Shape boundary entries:
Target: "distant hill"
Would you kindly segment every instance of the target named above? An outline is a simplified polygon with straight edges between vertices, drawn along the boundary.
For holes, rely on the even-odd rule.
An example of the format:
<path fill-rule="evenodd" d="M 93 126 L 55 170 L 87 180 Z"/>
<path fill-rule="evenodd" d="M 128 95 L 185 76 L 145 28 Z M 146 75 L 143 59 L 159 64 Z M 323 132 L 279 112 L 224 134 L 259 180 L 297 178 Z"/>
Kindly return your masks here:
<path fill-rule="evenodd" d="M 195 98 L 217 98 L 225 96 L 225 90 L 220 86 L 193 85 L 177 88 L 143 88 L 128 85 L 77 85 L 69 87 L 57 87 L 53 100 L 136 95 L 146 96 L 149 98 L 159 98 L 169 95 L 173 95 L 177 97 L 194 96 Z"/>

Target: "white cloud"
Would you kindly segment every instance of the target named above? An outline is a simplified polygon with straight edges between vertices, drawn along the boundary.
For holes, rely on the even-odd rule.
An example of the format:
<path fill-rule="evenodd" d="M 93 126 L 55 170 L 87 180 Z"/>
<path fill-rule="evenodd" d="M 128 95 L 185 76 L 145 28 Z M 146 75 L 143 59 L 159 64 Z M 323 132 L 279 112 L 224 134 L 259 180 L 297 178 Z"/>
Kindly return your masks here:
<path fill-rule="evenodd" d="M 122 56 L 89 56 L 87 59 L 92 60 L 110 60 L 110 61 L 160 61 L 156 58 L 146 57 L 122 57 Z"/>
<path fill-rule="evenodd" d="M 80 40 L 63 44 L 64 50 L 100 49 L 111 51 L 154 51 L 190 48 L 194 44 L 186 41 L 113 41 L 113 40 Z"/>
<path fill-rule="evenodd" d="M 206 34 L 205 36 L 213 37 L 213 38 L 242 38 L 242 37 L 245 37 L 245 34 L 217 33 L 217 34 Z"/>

WHAT YOU NEED TO DO: Extract every line of the data above and reproduce it verbatim, with nothing altered.

CORRECT RESPONSE:
Target: "distant hill"
Would you kindly segment every instance of the target named above? An outline is a simplified polygon with straight edges between vertices, drawn along the boundary.
For holes, rely on the even-odd rule.
An example of the format:
<path fill-rule="evenodd" d="M 93 126 L 55 170 L 87 180 Z"/>
<path fill-rule="evenodd" d="M 128 95 L 185 76 L 145 28 Z M 146 75 L 143 59 L 159 64 Z M 323 132 L 279 112 L 224 134 L 259 180 L 297 178 Z"/>
Kindly return your masks here:
<path fill-rule="evenodd" d="M 195 98 L 217 98 L 225 96 L 225 90 L 220 86 L 193 85 L 177 88 L 143 88 L 128 85 L 77 85 L 69 87 L 57 87 L 53 100 L 136 95 L 146 96 L 149 98 L 159 98 L 169 95 L 173 95 L 177 97 L 194 96 Z"/>

Target: "white cloud"
Would you kindly segment every instance of the target named above? An outline is a simplified polygon with straight edges between vertices, drawn along the boundary.
For holes, rely on the even-odd rule.
An example of the format:
<path fill-rule="evenodd" d="M 93 126 L 55 170 L 87 180 Z"/>
<path fill-rule="evenodd" d="M 128 95 L 185 76 L 145 28 Z M 146 75 L 143 59 L 159 64 Z M 323 132 L 279 112 L 224 134 L 259 180 L 297 178 Z"/>
Kindly return your masks here:
<path fill-rule="evenodd" d="M 122 56 L 89 56 L 87 59 L 92 60 L 110 60 L 110 61 L 160 61 L 156 58 L 146 57 L 122 57 Z"/>
<path fill-rule="evenodd" d="M 80 40 L 63 44 L 64 50 L 100 49 L 111 51 L 154 51 L 190 48 L 194 44 L 186 41 L 113 41 L 113 40 Z"/>
<path fill-rule="evenodd" d="M 206 34 L 205 36 L 213 37 L 213 38 L 242 38 L 242 37 L 245 37 L 245 34 L 217 33 L 217 34 Z"/>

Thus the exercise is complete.